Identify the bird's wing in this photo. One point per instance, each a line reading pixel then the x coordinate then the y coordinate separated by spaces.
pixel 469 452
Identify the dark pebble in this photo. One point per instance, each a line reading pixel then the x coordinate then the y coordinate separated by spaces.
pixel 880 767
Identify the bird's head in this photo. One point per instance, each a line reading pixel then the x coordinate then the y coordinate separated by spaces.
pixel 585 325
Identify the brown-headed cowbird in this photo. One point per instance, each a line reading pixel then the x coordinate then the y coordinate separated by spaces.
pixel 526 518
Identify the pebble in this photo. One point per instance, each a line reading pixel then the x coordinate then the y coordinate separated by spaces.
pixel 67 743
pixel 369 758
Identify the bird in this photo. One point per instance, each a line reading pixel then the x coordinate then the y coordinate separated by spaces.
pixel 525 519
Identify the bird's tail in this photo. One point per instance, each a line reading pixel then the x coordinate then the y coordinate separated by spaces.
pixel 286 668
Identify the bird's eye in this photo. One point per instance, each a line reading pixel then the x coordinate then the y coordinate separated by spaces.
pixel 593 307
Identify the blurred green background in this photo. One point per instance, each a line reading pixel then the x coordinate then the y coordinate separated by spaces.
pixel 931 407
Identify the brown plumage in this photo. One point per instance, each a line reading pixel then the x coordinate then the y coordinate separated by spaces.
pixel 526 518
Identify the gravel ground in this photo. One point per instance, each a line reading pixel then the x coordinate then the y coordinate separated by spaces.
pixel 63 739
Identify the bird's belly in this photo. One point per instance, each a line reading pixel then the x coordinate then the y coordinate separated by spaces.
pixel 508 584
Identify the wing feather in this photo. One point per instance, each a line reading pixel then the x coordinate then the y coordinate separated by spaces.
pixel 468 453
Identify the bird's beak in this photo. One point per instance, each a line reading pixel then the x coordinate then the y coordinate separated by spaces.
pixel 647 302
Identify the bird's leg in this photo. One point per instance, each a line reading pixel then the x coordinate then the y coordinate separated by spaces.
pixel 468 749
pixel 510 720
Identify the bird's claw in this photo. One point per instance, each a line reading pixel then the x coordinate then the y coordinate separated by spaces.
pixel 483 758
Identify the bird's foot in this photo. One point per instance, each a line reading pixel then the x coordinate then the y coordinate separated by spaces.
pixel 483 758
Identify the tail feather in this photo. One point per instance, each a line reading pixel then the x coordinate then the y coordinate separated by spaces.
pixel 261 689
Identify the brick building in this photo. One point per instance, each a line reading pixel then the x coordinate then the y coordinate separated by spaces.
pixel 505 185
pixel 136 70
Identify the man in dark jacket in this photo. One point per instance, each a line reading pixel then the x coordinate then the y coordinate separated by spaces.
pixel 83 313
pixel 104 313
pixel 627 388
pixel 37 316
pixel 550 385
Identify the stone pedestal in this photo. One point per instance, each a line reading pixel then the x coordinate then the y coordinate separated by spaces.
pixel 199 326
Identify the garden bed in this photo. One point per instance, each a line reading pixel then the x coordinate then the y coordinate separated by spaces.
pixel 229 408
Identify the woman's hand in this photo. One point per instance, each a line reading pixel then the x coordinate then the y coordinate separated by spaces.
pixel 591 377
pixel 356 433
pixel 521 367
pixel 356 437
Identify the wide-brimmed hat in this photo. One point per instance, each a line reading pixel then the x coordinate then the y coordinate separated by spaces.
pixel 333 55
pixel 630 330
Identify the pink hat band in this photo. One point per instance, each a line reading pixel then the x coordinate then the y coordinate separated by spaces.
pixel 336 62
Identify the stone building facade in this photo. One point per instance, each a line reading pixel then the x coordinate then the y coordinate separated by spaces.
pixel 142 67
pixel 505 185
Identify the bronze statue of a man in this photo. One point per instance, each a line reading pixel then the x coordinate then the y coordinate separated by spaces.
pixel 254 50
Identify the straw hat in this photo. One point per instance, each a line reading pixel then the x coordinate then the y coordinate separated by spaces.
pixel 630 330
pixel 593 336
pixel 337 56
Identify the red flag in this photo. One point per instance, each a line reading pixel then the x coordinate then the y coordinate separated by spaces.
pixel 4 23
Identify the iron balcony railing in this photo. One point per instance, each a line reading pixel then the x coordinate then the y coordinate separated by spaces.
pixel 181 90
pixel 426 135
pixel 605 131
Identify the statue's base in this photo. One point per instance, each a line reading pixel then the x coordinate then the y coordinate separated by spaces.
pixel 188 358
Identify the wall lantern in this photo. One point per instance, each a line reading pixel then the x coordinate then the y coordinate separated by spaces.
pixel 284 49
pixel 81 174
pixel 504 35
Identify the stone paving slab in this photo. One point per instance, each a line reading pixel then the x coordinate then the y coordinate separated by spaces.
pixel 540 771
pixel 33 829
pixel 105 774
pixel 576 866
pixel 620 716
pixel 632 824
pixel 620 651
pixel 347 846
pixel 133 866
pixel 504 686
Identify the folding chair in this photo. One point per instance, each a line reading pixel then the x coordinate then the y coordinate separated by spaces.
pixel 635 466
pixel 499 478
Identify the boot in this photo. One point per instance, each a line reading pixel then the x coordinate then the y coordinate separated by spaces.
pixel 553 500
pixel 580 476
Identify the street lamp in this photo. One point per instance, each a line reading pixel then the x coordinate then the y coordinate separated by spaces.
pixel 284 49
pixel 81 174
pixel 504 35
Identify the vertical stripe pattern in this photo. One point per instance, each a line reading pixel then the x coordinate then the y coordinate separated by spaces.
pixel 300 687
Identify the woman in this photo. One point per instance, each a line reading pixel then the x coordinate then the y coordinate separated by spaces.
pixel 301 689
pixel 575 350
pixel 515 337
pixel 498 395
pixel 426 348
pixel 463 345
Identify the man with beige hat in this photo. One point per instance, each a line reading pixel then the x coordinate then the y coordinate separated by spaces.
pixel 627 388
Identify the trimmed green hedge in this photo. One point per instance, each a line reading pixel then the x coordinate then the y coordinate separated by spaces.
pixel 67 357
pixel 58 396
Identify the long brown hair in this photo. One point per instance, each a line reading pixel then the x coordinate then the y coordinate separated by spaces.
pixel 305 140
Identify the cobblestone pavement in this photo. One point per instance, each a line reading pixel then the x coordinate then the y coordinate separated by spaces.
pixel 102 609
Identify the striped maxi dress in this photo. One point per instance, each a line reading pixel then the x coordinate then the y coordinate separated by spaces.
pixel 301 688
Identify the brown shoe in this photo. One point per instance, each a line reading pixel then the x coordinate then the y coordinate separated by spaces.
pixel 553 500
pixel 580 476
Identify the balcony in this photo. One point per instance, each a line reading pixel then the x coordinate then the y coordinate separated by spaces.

● **Set task**: Reproduce all of the entries above word for word, leaving nothing out and changing nothing.

● **Answer below**:
Identify the bird's wing in this photo. One point per instance, each a line reading pixel then the x coordinate then the y coordinate separated by spaces.
pixel 469 452
Identify the dark pebble in this photo. One point per instance, each a line reading pixel then the x coordinate then the y coordinate separated by spaces.
pixel 880 767
Identify the bird's head in this photo. One point per instance, each a line reading pixel then the x coordinate then the y coordinate separated by spaces.
pixel 585 325
Identify the brown-headed cowbird in this photo. One point per instance, each a line reading pixel then the x coordinate then the y coordinate separated by spaces.
pixel 526 518
Identify the pebble in this photo. One point per instance, each a line reading pixel then the x coordinate then the y coordinate separated by spaces.
pixel 67 743
pixel 369 758
Identify the bird in this photo. One point per instance, each a line reading pixel then the x coordinate then the y coordinate separated by spaces.
pixel 525 519
Identify the bird's tail in this photo. One point per instance, each a line reading pixel then the x coordinate then the y coordinate separated by spaces.
pixel 286 668
Identify the bird's eye in this photo. One point per instance, each a line reading pixel then the x coordinate then the y coordinate separated by spaces.
pixel 593 307
Identify the blurred green background in this photo. One point per instance, each a line reading pixel then the x coordinate then the y coordinate separated by spaces.
pixel 931 407
Identify the brown plumage in this photo. One point per instance, each a line reading pixel then the x coordinate then the y coordinate separated by spaces.
pixel 526 518
Identify the gravel ground in this photo. One point per instance, each a line reading pixel then the x coordinate then the y coordinate separated by spaces.
pixel 63 739
Identify the bird's belly in this photo. One point per instance, each a line reading pixel then the x coordinate then the y coordinate separated by spaces.
pixel 508 584
Identify the wing feather in this photo. One point per instance, each a line reading pixel then the x coordinate then the y coordinate separated by spaces.
pixel 468 453
Identify the bird's beak in this photo. One point per instance, each a line reading pixel then the x coordinate then the y coordinate separated by spaces.
pixel 647 302
Identify the bird's leg in this photo. One point per instance, each a line reading pixel then the x coordinate then the y coordinate separated by spaces.
pixel 468 749
pixel 510 720
Identify the bird's claw in this photo. One point per instance, each a line reading pixel then the x coordinate then the y coordinate separated by spaces.
pixel 483 758
Identify the bird's foot in this photo. One point per instance, each a line reading pixel then the x coordinate then the y coordinate separated by spaces.
pixel 483 758
Identify the tail feather in this photo. One point per instance, each a line reading pixel then the x coordinate then the y coordinate separated by spaces.
pixel 261 689
Identify the brick building in this photo. One point per instance, each a line reading pixel then the x coordinate then the y coordinate separated by spaces.
pixel 505 185
pixel 136 70
Identify the man in dark jacket in this photo. One point per instance, each a line reading pixel then the x coordinate then the y coordinate separated by spaces.
pixel 83 313
pixel 104 313
pixel 627 388
pixel 37 316
pixel 550 385
Identify the stone pedestal in this photo. One point per instance, each a line reading pixel then the x coordinate then the y coordinate separated by spaces.
pixel 199 326
Identify the garden bed in this photo. One point per instance, each a line reading pixel then the x coordinate then the y coordinate separated by spaces.
pixel 229 408
Identify the woman's hand in this photo. One point per instance, each a line reading pixel then the x coordinate then the y coordinate separated by spaces.
pixel 591 377
pixel 356 433
pixel 521 367
pixel 356 437
Identify the wide-brimmed hat in this photo. One point per instance, each a line reading pixel then the x coordinate then the y coordinate separated by spaces.
pixel 333 55
pixel 630 330
Identify the pink hat band in this photo. One point per instance, each a line reading pixel then the x coordinate then the y coordinate separated by spaces.
pixel 336 62
Identify the stone building facade in this photo. One point per instance, each a line reading pixel then the x coordinate then the y coordinate separated by spaces.
pixel 142 67
pixel 505 185
Identify the bronze statue of a man in this photo. One point per instance, each a line reading pixel then the x coordinate then the y coordinate separated by spaces.
pixel 254 50
Identify the straw hat in this photo. One point per instance, each a line reading pixel then the x coordinate then the y coordinate separated by spaces.
pixel 630 330
pixel 593 336
pixel 337 56
Identify the red flag in this photo. One point per instance, each a line reading pixel then the x coordinate then the y coordinate separated by spaces.
pixel 4 23
Identify the iron balcony railing in this photo. One point per instance, each a line reading pixel then the x coordinate then the y coordinate separated by spaces.
pixel 181 90
pixel 426 135
pixel 605 131
Identify the statue's base in this photo. One point per instance, each a line reading pixel then the x coordinate then the y coordinate separated by spaces.
pixel 188 358
Identify the wall lantern in this photo. One point per instance, each a line reading pixel then the x coordinate then the y coordinate separated by spaces.
pixel 284 49
pixel 81 174
pixel 504 35
Identify the stone paving slab in this photo. One point per instance, each a line reading pixel then the x coordinate then the y coordinate separated by spaces.
pixel 540 771
pixel 33 829
pixel 105 774
pixel 576 866
pixel 620 716
pixel 632 824
pixel 620 651
pixel 347 846
pixel 133 866
pixel 504 686
Identify the folding chair in this photo. One point per instance, each a line reading pixel then the x coordinate then the y coordinate separated by spaces.
pixel 635 466
pixel 499 478
Identify the boot in this photo. One point per instance, each a line reading pixel then the x coordinate then the y coordinate separated by spaces.
pixel 553 500
pixel 580 476
Identify the street lamp in this photo. One point per instance, each a line reading pixel then the x coordinate then the y coordinate separated by spaces.
pixel 284 49
pixel 81 174
pixel 504 35
Identify the vertical stripe pattern in this photo. One point per instance, each a line reading pixel then the x coordinate then the y coordinate separated by spaces.
pixel 300 687
Identify the woman in this photo. One point per instance, each a line reading pixel then the x coordinate then the y coordinate separated by spaces.
pixel 301 689
pixel 575 350
pixel 515 337
pixel 498 395
pixel 426 348
pixel 463 345
Identify the man with beige hat in this photo. One point per instance, each a line reading pixel then the x coordinate then the y coordinate separated by spaces.
pixel 627 388
Identify the trimmed green hedge in this photo. One point per instance, each a line reading pixel then the x coordinate then the y coordinate separated by spaces.
pixel 67 357
pixel 58 396
Identify the long brown hair in this photo. One point per instance, each a line reading pixel then the x coordinate then the y coordinate separated by spaces.
pixel 305 140
Identify the cobblestone pavement in this photo. One point per instance, each a line reading pixel then the x coordinate then the y coordinate separated by spaces.
pixel 102 609
Identify the striped maxi dress in this photo. One point per instance, each a line reading pixel then the x coordinate then the y coordinate separated by spaces.
pixel 301 688
Identify the brown shoe in this photo. One point per instance, each a line reading pixel then the x coordinate then the y coordinate separated by spaces.
pixel 553 500
pixel 580 476
Identify the balcony in this photo. One point per instance, each a line reading pixel then the x coordinate then the y coordinate separated by spaces.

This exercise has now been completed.